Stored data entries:
════

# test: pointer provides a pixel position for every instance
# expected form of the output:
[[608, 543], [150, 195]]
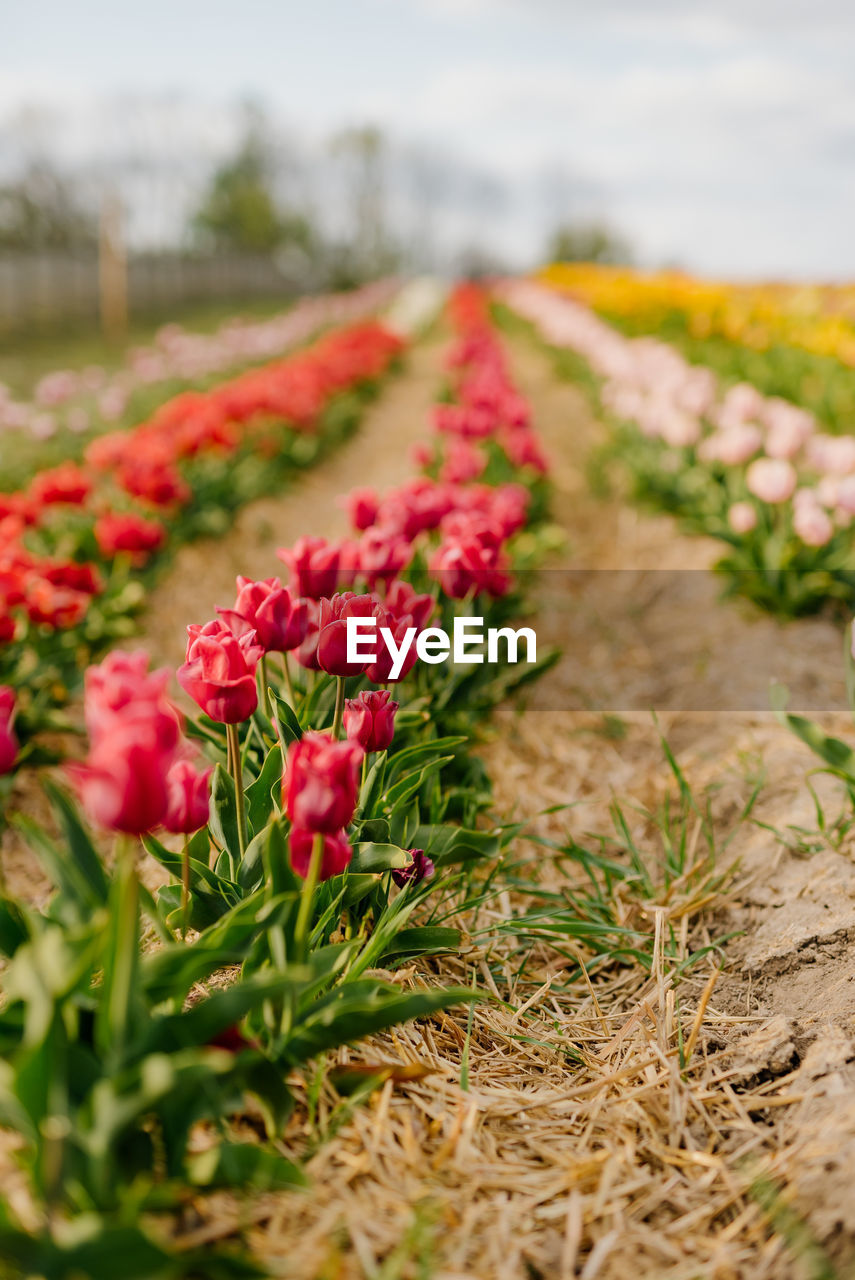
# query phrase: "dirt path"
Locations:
[[655, 632], [612, 1161], [202, 574]]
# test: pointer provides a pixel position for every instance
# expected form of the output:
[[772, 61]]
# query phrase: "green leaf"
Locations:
[[378, 858], [424, 940], [14, 928], [169, 973], [411, 755], [79, 844], [447, 845], [288, 725], [360, 1009], [200, 873], [251, 869], [237, 1164], [407, 786], [260, 794], [224, 816], [371, 790], [76, 900], [120, 1009], [197, 1025]]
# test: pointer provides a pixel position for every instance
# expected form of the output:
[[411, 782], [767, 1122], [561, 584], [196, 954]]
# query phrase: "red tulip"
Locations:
[[402, 599], [188, 798], [56, 607], [79, 577], [120, 690], [314, 566], [335, 856], [219, 672], [268, 608], [383, 556], [380, 671], [118, 533], [65, 483], [123, 781], [332, 630], [8, 740], [369, 720], [469, 563], [321, 782], [362, 506], [420, 868]]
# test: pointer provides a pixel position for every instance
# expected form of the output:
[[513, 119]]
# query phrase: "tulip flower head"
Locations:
[[335, 855], [219, 672], [320, 784], [369, 720], [269, 609]]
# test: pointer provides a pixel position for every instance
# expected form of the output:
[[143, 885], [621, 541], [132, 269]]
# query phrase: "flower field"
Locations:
[[333, 949]]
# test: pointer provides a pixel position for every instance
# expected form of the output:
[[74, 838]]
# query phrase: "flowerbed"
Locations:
[[318, 803], [68, 405], [77, 544], [751, 470]]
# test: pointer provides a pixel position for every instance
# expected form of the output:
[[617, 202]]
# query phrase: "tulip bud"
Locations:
[[269, 609], [335, 856], [188, 798], [369, 720], [321, 782], [219, 672], [420, 868]]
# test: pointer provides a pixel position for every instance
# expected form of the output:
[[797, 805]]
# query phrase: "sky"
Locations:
[[719, 136]]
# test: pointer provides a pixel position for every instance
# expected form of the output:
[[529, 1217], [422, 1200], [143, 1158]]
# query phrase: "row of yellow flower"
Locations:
[[818, 318]]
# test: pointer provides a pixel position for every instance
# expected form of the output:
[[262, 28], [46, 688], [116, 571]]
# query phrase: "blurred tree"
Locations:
[[42, 210], [588, 242], [369, 250], [239, 209]]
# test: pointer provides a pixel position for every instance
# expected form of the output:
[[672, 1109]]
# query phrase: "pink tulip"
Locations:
[[268, 608], [219, 672], [369, 720], [314, 566], [334, 859], [772, 480], [741, 517], [188, 798], [320, 782]]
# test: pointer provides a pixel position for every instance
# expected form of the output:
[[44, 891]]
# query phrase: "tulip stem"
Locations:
[[237, 773], [266, 702], [339, 707], [310, 885], [184, 881], [289, 682]]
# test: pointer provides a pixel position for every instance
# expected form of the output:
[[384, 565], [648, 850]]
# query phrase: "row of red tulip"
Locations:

════

WHAT YOU WILL DO:
In the copy, keep every line of the data above exactly and drop each picture.

OUTPUT:
# test: pointer provides a pixel position for every instance
# expected form of the output:
[[608, 543], [150, 195]]
# query phrase: "dirt path"
Locations:
[[655, 632], [612, 1161], [202, 574]]
# test: pointer provides a pixel position for every instance
# expected form of the output:
[[772, 61]]
# query phrase: "green leaf"
Locations:
[[378, 858], [424, 940], [14, 928], [169, 973], [411, 755], [79, 844], [447, 845], [288, 725], [360, 1009], [200, 873], [251, 869], [237, 1164], [407, 786], [260, 794], [224, 816], [371, 790], [76, 900], [120, 1009], [197, 1025]]
# test: pointer provides a pixel position for every instance
# expected form of the output:
[[411, 782], [767, 1122], [561, 584], [196, 954]]
# query phrase: "red tulip"
Locations:
[[402, 599], [188, 798], [56, 607], [79, 577], [120, 690], [314, 566], [335, 856], [219, 672], [268, 608], [383, 556], [380, 671], [118, 533], [65, 483], [123, 781], [332, 630], [8, 740], [369, 720], [469, 563], [321, 782], [362, 506], [420, 868]]
# test: pointer provides a pixel position for every instance
# expected form of the output:
[[513, 119]]
# query phrase: "tulip flower head"
Locations:
[[335, 855], [219, 672], [320, 784], [369, 720], [269, 609]]
# test: pointer provides a pixel position for every instance
# expected form of the output:
[[143, 885], [621, 541], [132, 269]]
# query phrase: "flower field"
Locations:
[[333, 949]]
# test: pointer provides a pixel position for every instance
# expected form of the output:
[[74, 838]]
# query phrase: "flowerbed"
Locations:
[[318, 803], [68, 405], [77, 544], [751, 470]]
# test: pointer provides a pixel position for every instance
# expected form of the output:
[[617, 202]]
# query phrase: "tulip bud"
Locations:
[[269, 609], [335, 856], [188, 798], [369, 720], [321, 782], [219, 672], [420, 868]]
# test: pointer provides a pixel position for every instance
# expected form of the output:
[[797, 805]]
# query phrase: "sky"
Locations:
[[719, 136]]
# test: pointer provides a pixel position for every instance
# expected form of the output:
[[529, 1217], [422, 1200], [143, 1158]]
# query phrase: "row of yellow flower"
Locations:
[[818, 318]]
# test: pointer provides a pixel position for every instance
# expected form of the output:
[[262, 28], [46, 688], [116, 571]]
# query phrase: "blurred tree"
Locations:
[[42, 210], [588, 242], [369, 250], [239, 209]]
# test: pointer provides a pixel position for every instance
# expected form of the output:
[[672, 1109]]
# query phrase: "pink tulip"
Locations:
[[268, 608], [219, 672], [369, 720], [314, 566], [334, 859], [772, 480], [741, 517], [188, 798], [320, 782]]
# test: pointer provides a pixel position for every instance
# expected form of the output:
[[44, 891]]
# query phrase: "tulip stem"
Locations:
[[237, 773], [266, 702], [339, 707], [310, 885], [184, 881], [289, 682]]
# test: pointer provides a pixel position for every instance
# expected form of the output:
[[384, 565], [648, 850]]
# query phrase: "row of red tulip"
Locations:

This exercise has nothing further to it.